=== TEXT EXCERPT ===

California Farmers Dig Deeper for Water, Sipping Their Neighbors Dry

Article by Matt Richtel June 5, 2015

 

Early one morning in late April, Parvinder Hundal stood beside a hole in the ground at the edge of his almond farm near Tulare in the Central Valley of California. The hole, which was about the size of a volleyball and was encased in a shallow block of concrete, was the opening of a well, one that went hundreds of feet into the earth. He had paid $100,000 to have it drilled, but it wasn’t producing water. Mr. Hundal was hoping that if he cleaned out the well, the water would start flowing again.

On the nearby trees, some leaves had turned yellow and the almond husks appeared smaller than usual. In February, Mr. Hundal received emails from various water districts, informing him that, because of a historic drought that has left reservoirs nearly dry, he would most likely get no surface water to irrigate his 4,000 acres of crops this summer. Not one drop.

Mr. Hundal watched as his nephew, his right-hand man, prepared to lower pipe into the hole. “We’ll have water by the end of the day, I hope,” Mr. Hundal said.

Mr. Hundal is an optimist. An immigrant from Punjab in northwest India, he arrived in California in 1986 with little money and, through a combination of borrowing and shrewdness, he managed to make a small fortune through farming. But he’s also a pragmatist. Since he can’t count on the virtually unlimited surface water he’s been allotted in the past, he’s been looking for water underground. This

year, Mr. Hundal spent $300,000 to hire a contractor to dig three new wells, including the one in Tulare. Those didn’t pan out. So he wired $670,000 to a broker in Texas to buy his own used drill. No water, no problem. Mr. Hundal will drill when he wants.

=== ENTRIES SUPPLIED ===

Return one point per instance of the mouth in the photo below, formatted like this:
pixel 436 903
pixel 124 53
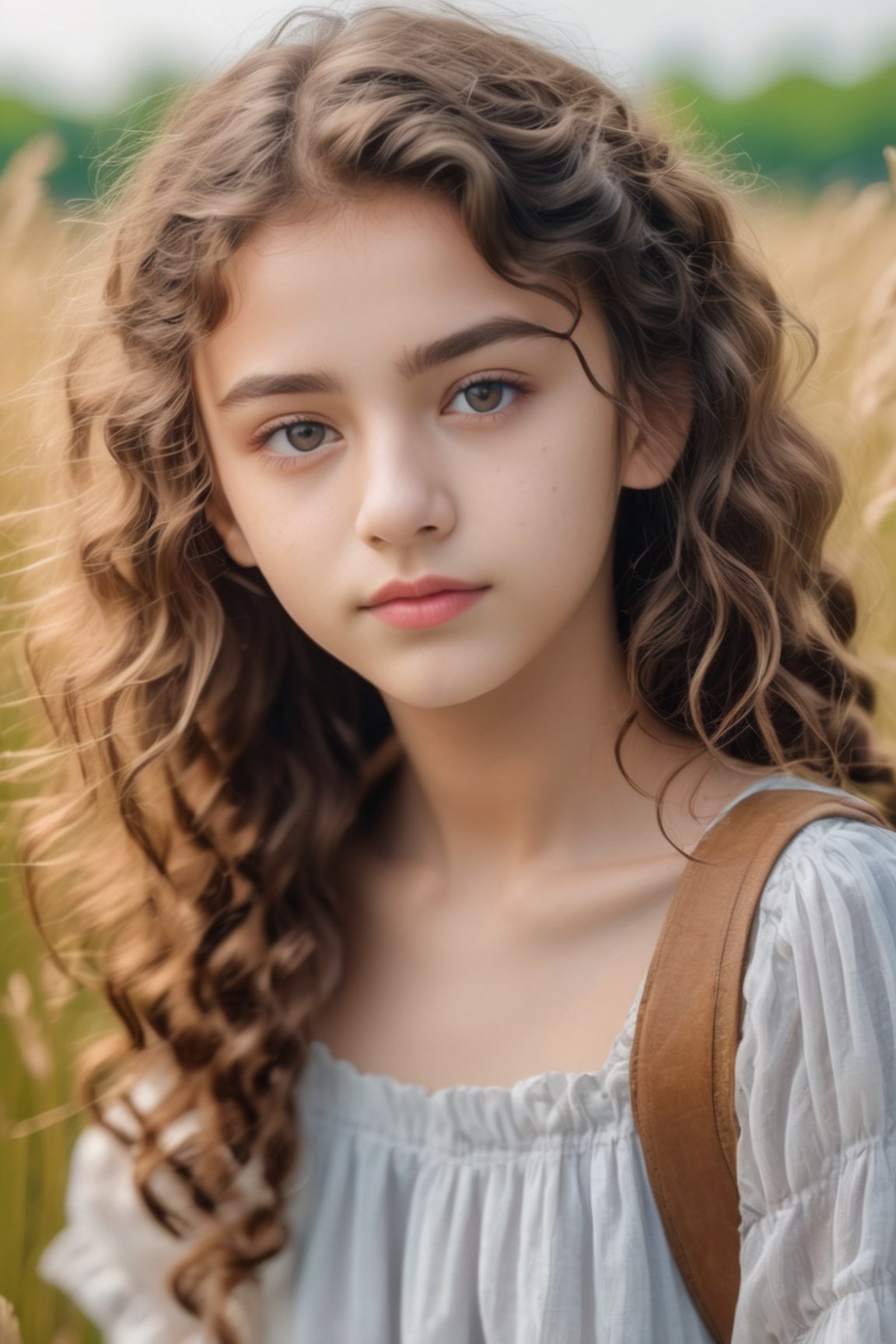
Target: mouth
pixel 430 609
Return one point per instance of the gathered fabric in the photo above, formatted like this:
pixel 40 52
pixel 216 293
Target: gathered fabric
pixel 524 1215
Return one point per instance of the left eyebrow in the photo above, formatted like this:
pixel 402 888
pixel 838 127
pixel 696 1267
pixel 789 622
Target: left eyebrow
pixel 419 360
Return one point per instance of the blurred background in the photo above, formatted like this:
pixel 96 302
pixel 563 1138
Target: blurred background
pixel 794 105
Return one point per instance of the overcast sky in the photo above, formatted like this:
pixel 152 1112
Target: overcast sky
pixel 83 54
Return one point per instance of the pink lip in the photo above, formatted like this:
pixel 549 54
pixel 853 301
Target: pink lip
pixel 411 613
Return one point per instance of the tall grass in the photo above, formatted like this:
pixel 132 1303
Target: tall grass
pixel 835 260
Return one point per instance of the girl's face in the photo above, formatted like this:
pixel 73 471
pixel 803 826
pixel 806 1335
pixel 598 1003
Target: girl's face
pixel 366 425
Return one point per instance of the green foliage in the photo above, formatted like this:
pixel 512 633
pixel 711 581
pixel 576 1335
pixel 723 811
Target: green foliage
pixel 798 132
pixel 94 148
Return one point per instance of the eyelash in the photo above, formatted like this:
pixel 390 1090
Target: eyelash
pixel 285 461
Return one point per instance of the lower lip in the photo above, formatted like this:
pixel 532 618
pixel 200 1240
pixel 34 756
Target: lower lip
pixel 413 613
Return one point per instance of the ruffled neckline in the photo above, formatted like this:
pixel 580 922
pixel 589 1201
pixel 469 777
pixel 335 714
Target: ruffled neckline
pixel 544 1107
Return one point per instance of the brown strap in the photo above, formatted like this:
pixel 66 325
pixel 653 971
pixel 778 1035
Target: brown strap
pixel 685 1042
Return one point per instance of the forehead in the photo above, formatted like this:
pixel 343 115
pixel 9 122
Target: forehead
pixel 354 285
pixel 397 247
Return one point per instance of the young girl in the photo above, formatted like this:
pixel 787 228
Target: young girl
pixel 446 559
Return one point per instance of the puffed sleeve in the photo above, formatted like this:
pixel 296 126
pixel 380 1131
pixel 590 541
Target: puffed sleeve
pixel 112 1257
pixel 816 1094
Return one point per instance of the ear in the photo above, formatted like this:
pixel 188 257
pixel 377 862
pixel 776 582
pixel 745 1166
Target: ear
pixel 654 443
pixel 221 516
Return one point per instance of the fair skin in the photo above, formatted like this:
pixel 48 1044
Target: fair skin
pixel 508 893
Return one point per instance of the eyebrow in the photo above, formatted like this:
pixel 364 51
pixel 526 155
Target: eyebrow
pixel 421 359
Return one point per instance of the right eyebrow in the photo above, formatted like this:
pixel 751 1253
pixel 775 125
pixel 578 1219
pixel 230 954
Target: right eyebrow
pixel 258 386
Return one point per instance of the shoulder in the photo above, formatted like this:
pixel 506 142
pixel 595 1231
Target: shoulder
pixel 816 1067
pixel 838 871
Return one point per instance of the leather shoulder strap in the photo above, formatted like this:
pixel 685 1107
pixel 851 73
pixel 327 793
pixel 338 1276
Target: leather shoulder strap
pixel 687 1034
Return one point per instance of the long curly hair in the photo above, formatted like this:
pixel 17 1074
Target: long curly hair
pixel 212 758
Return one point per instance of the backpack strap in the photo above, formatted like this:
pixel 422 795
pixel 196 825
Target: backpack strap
pixel 687 1034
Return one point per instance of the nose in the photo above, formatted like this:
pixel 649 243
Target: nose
pixel 404 489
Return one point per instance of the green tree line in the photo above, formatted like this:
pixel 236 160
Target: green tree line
pixel 798 132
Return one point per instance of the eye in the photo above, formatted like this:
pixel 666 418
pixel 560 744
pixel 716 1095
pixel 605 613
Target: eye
pixel 304 436
pixel 488 395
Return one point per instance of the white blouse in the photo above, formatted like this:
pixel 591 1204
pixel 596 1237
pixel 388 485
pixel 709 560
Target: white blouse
pixel 524 1215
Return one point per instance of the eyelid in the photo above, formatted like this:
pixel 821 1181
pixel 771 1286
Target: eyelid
pixel 519 382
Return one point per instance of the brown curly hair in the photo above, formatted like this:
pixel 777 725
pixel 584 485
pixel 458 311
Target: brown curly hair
pixel 203 793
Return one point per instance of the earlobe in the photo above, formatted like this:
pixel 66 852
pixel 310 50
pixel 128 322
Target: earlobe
pixel 229 530
pixel 659 439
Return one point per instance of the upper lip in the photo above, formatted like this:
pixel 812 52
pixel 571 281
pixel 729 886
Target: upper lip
pixel 418 588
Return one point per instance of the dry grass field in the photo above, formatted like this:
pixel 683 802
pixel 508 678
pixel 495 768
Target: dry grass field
pixel 836 262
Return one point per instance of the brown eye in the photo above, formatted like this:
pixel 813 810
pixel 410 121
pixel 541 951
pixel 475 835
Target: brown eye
pixel 484 397
pixel 304 435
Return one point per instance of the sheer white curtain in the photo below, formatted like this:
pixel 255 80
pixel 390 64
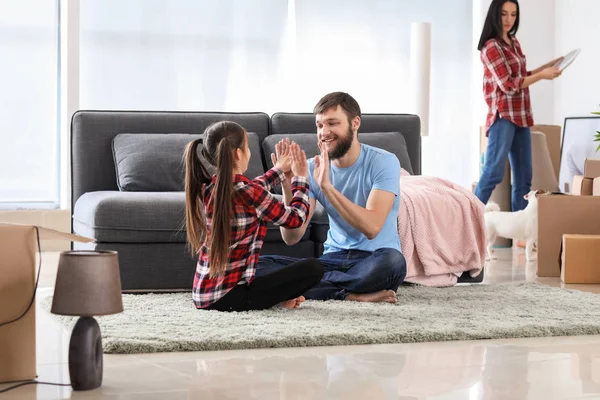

===

§ EXERCISE REQUIREMENTS:
1. Summarize the article about California farmers in two sentences.
2. According to the article about California farmers, where did Parvinder Hundal immigrate from?
3. Reproduce the part of the article about California farmers starting with "Early one morning" and going on through "start flowing again.".

§ ANSWERS TO EACH TASK:
1. Because a historic drought has left reservoirs nearly dry, almond farmer Parvinder Hundal was told he would most likely get no surface water this summer for his 4,000 acres of crops near Tulare, so he has been looking for water underground. After paying a contractor $300,000 to dig three new wells that didn't pan out, he wired $670,000 to a broker in Texas to buy his own used drill.

2. Punjab in northwest India.

3.
Early one morning in late April, Parvinder Hundal stood beside a hole in the ground at the edge of his almond farm near Tulare in the Central Valley of California. The hole, which was about the size of a volleyball and was encased in a shallow block of concrete, was the opening of a well, one that went hundreds of feet into the earth. He had paid $100,000 to have it drilled, but it wasn’t producing water. Mr. Hundal was hoping that if he cleaned out the well, the water would start flowing again.